▶ SOURCE EXTRACT:
-=-=-

Access to aliased string declaration question.

Access to aliased string declaration question.

[Rex Reges]

Example program below doesn't compile...

with Text_IO ;
use  Text_IO ;

procedure Borg is

   -- Example of ragged arrays using heap and declared values.

   -- Create access to unconstrained type string.
   type String_Access_Type is access all String ;

   -- Define an array of strings:
   type String_Array_Type is array ( Positive range <> ) of
String_Access_Type ;

   -- Declare "ragged" arrays of strings...
   Borg_Strings  : String_Array_Type ( 1..3 ) ;
   Dalek_Strings : String_Array_Type ( 1..3 ) ;

   -- Create constants for alias access example.
   --                                                 
123456789112345678921
   Static_Dalek_String_1 : aliased String( 1..21 ) := "Resistance is
futile."  ;
   Static_Dalek_String_2 : aliased String( 1..12 ) :=
"Exterminate!"           ;
   Static_Dalek_String_3 : aliased String( 1..12 ) :=
"Exterminate!"           ;


begin
 
   -- Create the heap strings.
 
   Borg_Strings(1) := new String'( "We are the Borg."         );
   Borg_Strings(2) := new String'( "Resistance is futile."    );
   Borg_Strings(3) := new String'( "You will be assimilated." );
 
 
   -- Assign the declared strings.
 
   Dalek_Strings := ( 1 => Static_Dalek_String_1'access ,
                      2 => Static_Dalek_String_2'access ,
                      3 => Static_Dalek_String_3'access ) ;
 
 
   -- The Borg versus the Daleks...
   for I in 1..3 
   loop
       Put_Line( "Borg:  " & Borg_Strings ( I ).all ) ;
       Put_Line( "Dalek: " & Dalek_Strings( I ).all ) ;
   end loop ;
   
 
end Borg;

End of example program.
The compilation results for this program are:

   $ gnatmake borg.adb
   gcc -c borg.adb
   borg.adb:36:28: object subtype must statically match designated
subtype
   borg.adb:37:28: object subtype must statically match designated
subtype
   borg.adb:38:28: object subtype must statically match designated
subtype
   gnatmake: "borg.adb" compilation error


If I remove the Dalek's string range indices, the program compiles 
without error:

   Static_Dalek_String_1 : aliased String := "Resistance is futile."  ;
   Static_Dalek_String_2 : aliased String := "Exterminate!"           ;
   Static_Dalek_String_3 : aliased String := "Exterminate!"           ;


Why is this so? Shouldn't String_Access_Type be able to point to any
string?


Rex Reges

Re: Access to aliased string declaration question.

[Matthew Heaney]

On 9 Jun 1999 20:53, Rex Reges <Rex.R.Reges@Boeing.com> wrote:

> Why is this so? Shouldn't String_Access_Type be able to point to any
> string?

Not exactly.  An access object of type String_Access_Type can only point
to /unconstrained/ strings.

You have to understand how arrays and array pointers are implemented.

-=-=-

▶ WHAT IS BEING ASKED: Quote the Ada thread word for word, everything from "procedure Borg is" down to "arrays of strings...". Work solely from the thread above.

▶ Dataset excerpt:

-=-=-

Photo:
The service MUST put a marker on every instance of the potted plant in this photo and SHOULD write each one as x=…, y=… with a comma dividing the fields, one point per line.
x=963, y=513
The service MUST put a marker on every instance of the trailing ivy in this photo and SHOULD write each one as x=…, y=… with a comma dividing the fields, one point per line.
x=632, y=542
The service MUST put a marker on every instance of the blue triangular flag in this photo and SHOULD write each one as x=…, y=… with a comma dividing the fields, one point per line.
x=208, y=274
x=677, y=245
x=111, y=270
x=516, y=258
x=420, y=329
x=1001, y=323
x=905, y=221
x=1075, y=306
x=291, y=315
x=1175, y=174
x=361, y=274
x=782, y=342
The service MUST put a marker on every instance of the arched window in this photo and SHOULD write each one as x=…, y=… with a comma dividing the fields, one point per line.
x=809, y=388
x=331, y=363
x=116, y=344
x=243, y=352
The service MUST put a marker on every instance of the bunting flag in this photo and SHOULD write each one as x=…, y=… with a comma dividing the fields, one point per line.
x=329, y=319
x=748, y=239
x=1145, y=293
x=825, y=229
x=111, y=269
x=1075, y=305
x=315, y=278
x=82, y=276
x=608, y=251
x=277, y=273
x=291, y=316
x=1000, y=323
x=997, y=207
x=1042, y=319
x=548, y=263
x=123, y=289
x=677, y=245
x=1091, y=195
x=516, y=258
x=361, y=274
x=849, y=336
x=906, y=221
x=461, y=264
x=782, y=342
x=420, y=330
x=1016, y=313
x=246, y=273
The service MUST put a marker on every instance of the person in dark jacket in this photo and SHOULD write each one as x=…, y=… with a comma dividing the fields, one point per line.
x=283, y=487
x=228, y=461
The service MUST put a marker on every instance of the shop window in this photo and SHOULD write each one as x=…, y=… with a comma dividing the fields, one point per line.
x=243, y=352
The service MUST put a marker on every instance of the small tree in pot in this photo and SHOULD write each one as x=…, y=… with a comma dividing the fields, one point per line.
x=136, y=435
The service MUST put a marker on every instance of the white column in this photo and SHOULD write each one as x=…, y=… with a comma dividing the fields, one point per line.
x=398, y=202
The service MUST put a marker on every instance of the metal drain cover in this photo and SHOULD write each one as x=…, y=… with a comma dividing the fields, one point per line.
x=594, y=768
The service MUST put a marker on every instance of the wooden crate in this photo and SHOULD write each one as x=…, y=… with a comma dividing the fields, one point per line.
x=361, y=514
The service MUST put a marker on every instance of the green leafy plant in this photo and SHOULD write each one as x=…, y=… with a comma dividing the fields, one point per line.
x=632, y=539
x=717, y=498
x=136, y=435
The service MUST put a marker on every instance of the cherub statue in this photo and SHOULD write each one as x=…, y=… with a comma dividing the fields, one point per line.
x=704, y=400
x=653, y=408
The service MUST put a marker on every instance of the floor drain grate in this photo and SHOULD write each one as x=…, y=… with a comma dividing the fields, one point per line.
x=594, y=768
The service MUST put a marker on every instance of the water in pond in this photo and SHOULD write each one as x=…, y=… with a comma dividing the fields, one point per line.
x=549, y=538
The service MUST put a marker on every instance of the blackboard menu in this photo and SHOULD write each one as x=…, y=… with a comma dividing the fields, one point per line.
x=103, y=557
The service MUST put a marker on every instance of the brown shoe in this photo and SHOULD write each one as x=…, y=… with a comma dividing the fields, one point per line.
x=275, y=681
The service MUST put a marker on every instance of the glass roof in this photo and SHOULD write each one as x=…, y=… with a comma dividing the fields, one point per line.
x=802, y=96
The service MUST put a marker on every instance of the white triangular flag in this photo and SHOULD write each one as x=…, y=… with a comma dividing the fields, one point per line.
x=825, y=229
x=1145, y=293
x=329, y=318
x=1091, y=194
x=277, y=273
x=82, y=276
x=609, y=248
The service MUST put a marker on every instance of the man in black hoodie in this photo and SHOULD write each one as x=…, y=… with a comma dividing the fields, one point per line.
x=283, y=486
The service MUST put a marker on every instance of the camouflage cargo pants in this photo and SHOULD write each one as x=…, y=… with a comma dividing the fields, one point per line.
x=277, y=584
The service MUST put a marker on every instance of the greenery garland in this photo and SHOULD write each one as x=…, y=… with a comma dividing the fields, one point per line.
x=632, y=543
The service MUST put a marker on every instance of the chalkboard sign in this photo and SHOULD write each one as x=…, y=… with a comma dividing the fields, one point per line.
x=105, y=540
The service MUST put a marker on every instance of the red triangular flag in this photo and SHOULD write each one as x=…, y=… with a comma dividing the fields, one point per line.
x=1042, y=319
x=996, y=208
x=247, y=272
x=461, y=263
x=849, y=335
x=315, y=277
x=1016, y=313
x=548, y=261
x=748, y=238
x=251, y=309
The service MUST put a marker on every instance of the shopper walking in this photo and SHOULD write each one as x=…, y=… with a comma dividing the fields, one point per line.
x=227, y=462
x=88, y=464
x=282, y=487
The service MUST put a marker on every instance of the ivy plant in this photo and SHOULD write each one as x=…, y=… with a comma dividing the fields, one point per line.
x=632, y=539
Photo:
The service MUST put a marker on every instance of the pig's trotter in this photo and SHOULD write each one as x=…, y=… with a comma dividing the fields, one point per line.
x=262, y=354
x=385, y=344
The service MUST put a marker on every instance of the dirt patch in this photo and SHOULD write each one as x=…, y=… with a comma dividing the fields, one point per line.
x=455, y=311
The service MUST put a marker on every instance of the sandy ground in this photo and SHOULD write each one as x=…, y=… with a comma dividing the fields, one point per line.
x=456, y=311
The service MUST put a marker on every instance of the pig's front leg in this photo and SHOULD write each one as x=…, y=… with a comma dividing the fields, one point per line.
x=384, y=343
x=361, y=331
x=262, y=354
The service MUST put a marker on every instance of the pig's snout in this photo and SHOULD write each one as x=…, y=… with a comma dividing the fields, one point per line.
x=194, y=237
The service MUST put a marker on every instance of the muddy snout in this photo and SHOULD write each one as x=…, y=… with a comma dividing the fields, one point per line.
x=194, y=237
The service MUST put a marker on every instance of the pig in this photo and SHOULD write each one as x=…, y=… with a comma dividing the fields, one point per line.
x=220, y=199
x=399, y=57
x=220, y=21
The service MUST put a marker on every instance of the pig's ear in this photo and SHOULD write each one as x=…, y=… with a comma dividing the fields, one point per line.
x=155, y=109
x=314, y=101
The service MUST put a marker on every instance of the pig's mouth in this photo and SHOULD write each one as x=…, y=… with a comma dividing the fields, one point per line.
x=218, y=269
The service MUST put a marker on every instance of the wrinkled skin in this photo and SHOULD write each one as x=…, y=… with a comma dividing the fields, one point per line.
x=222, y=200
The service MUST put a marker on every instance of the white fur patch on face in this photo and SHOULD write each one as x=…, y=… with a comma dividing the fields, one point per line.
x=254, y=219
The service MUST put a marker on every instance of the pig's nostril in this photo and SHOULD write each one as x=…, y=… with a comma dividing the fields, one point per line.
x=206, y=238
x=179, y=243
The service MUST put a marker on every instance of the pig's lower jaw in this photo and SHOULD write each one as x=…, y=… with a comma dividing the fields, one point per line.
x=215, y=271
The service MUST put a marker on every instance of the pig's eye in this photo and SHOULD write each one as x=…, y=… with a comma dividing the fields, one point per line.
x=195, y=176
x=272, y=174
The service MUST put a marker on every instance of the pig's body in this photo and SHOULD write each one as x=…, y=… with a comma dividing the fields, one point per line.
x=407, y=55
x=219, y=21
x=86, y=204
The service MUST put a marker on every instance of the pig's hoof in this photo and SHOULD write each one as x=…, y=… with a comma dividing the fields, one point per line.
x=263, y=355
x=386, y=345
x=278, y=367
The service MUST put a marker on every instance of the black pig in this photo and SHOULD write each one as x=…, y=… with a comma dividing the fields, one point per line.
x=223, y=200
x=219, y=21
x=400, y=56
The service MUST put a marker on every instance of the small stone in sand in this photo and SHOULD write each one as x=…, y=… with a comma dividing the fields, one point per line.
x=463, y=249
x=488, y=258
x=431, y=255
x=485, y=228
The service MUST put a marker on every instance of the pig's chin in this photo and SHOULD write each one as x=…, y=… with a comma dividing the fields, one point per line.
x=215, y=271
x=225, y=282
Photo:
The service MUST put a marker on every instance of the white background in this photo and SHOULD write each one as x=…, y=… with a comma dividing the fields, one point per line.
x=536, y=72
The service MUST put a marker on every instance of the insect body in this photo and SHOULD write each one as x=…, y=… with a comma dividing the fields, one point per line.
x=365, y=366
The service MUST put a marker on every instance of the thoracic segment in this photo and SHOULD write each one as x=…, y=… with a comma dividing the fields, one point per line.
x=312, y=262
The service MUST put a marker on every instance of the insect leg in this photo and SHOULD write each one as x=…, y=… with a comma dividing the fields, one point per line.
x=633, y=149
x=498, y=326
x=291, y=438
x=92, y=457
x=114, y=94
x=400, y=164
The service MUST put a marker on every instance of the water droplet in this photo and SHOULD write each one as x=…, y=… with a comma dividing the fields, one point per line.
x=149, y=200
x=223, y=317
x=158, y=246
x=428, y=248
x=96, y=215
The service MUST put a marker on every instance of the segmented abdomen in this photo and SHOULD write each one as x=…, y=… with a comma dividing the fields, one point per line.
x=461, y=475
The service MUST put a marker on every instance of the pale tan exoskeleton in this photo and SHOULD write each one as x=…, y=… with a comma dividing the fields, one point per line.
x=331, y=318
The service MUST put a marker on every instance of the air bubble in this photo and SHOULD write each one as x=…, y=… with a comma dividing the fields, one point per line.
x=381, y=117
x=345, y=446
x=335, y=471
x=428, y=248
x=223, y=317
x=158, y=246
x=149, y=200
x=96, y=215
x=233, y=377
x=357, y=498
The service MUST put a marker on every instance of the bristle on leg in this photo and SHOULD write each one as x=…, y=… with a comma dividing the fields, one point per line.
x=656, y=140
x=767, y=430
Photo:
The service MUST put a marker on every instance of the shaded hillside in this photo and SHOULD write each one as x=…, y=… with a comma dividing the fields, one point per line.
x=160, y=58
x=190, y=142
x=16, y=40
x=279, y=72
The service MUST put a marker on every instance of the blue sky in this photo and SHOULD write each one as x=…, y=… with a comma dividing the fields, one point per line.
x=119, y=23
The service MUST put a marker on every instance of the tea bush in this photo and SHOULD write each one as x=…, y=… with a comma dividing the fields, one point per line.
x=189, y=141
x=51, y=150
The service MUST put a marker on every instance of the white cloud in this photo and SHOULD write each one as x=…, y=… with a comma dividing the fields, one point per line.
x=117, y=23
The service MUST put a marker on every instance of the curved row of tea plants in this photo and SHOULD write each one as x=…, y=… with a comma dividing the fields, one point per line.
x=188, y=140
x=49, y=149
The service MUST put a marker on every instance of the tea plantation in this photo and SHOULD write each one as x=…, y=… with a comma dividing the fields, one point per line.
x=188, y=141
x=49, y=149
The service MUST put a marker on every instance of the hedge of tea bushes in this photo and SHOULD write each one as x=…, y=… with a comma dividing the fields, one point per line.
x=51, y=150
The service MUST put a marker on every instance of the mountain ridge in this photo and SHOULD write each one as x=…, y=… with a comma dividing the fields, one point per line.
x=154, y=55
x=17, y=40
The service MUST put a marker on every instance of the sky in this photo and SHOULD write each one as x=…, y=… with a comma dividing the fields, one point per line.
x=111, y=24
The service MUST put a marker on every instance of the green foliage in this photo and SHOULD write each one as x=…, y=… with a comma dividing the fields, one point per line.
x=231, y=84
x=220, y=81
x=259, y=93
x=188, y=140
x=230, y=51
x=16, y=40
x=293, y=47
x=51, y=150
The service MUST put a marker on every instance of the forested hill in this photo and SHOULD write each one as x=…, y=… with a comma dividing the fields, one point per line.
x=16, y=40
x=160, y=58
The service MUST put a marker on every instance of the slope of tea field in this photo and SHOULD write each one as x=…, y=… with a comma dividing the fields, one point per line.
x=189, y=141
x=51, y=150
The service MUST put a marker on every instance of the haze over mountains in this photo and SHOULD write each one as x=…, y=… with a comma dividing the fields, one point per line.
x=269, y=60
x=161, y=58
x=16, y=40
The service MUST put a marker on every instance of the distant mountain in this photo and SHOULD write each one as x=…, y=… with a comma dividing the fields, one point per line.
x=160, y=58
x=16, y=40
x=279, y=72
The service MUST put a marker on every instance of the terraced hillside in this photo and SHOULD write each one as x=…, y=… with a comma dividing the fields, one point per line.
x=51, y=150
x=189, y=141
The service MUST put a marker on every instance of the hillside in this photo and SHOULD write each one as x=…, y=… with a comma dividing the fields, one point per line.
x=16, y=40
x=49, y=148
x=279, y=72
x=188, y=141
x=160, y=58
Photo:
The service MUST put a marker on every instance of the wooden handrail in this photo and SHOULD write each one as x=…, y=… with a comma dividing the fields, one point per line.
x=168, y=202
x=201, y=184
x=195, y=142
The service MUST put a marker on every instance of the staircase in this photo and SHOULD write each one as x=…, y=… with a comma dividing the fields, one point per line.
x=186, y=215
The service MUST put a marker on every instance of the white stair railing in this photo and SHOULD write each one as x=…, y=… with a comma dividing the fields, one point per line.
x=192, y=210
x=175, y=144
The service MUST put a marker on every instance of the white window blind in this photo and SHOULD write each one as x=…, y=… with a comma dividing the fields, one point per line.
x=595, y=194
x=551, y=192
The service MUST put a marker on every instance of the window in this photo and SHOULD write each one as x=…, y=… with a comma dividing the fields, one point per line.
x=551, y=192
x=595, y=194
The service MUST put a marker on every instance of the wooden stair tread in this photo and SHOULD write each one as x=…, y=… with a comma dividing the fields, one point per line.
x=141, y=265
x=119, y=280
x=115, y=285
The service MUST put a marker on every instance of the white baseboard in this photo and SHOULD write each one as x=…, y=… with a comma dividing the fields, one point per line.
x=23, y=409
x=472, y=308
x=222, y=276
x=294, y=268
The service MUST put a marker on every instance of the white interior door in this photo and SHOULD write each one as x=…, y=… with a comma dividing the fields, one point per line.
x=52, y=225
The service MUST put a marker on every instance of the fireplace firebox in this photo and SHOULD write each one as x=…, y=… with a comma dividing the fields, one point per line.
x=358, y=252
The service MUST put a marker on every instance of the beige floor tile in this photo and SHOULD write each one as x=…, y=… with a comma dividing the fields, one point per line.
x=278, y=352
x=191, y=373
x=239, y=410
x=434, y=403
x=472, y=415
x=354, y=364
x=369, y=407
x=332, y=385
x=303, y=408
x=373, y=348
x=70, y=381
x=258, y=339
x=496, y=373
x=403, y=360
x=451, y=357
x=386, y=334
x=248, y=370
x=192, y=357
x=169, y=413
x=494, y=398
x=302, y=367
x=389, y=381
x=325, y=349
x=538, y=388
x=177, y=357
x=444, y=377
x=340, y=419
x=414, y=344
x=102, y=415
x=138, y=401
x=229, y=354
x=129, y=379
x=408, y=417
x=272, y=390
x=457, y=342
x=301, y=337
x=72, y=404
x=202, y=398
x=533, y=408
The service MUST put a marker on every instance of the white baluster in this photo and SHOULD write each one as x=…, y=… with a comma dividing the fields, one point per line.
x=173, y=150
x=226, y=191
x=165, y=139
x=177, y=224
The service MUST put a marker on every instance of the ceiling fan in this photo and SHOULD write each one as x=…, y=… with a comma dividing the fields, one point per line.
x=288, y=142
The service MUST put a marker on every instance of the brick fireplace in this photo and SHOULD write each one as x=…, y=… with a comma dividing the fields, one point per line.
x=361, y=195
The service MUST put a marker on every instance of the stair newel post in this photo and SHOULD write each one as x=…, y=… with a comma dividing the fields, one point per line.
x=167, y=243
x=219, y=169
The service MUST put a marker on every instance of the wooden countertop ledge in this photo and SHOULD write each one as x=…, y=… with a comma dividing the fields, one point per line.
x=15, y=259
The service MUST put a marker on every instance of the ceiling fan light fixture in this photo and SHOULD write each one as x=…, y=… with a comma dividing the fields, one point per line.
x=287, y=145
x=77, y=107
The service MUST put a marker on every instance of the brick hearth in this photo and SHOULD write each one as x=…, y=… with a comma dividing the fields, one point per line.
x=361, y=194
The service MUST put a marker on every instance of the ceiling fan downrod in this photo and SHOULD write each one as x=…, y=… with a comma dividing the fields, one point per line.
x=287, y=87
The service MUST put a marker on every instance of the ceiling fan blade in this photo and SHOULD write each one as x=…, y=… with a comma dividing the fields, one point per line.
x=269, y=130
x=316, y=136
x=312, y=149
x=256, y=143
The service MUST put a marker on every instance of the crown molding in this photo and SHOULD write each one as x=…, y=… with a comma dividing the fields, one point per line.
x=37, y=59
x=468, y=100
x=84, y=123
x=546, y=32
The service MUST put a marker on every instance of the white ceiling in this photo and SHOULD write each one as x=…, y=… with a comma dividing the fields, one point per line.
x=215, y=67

-=-=-

▶ ANSWER TO THIS EXERCISE:
procedure Borg is

   -- Example of ragged arrays using heap and declared values.

   -- Create access to unconstrained type string.
   type String_Access_Type is access all String ;

   -- Define an array of strings:
   type String_Array_Type is array ( Positive range <> ) of
String_Access_Type ;

   -- Declare "ragged" arrays of strings...